-- BEGIN Entries shown --

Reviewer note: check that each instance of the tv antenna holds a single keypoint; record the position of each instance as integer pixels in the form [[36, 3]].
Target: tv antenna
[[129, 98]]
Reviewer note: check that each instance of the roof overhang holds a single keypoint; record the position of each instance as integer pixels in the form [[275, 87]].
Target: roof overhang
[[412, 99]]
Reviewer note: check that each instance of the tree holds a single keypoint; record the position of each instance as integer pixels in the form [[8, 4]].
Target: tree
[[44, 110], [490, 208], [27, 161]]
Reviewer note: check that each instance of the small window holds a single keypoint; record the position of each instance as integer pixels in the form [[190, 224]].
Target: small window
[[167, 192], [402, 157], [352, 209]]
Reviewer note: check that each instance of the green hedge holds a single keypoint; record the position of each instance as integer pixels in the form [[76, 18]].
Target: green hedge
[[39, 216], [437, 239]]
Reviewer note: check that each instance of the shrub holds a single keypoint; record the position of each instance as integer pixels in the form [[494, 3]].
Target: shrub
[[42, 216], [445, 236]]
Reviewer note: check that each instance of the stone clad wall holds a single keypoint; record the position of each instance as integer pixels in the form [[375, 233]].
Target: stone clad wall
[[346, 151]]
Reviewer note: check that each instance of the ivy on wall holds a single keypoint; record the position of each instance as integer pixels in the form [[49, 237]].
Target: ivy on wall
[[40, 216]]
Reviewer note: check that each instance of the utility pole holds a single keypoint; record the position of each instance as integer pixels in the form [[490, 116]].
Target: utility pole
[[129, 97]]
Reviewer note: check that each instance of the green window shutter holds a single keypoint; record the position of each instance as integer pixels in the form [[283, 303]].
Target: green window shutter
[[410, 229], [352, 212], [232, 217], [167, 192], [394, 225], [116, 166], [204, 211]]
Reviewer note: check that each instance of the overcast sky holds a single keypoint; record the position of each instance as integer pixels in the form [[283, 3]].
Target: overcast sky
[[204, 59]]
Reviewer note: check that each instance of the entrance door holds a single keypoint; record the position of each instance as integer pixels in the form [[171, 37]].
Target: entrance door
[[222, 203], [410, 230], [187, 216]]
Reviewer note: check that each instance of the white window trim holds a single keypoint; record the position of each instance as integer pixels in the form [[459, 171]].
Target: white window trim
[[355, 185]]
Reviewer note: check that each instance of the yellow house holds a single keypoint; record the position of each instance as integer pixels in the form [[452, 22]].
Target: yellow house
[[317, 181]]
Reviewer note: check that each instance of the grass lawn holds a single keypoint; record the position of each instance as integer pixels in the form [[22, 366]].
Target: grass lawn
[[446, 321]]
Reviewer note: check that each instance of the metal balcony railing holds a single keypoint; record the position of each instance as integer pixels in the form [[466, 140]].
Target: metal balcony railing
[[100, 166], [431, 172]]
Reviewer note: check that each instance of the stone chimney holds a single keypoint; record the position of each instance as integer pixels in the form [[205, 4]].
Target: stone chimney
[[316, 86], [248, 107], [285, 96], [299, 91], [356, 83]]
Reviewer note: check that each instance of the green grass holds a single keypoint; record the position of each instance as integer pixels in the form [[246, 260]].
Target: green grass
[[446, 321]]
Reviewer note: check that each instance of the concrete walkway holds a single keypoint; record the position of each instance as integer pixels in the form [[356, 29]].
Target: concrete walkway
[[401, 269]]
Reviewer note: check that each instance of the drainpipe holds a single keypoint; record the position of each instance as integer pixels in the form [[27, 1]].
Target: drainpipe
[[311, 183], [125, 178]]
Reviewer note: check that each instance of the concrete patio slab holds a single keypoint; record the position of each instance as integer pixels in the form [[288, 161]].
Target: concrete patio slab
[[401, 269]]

-- END Entries shown --

Return the lines above verbatim, beginning with the line that contains "Reviewer note: check that each instance of the roof" and continuing through the line that contains "[[44, 110], [490, 208], [27, 161]]", both included.

Reviewer note: check that each instance of the roof overhang holds a single keypoint; record the position of each instance as integer pixels in the form [[275, 87]].
Target: roof overhang
[[412, 99]]
Reviewer note: check that each instance of the tree holds a single keypoint; record the position of each instance as integer pixels in the form [[8, 4]].
Target: tree
[[44, 110], [490, 208], [27, 161]]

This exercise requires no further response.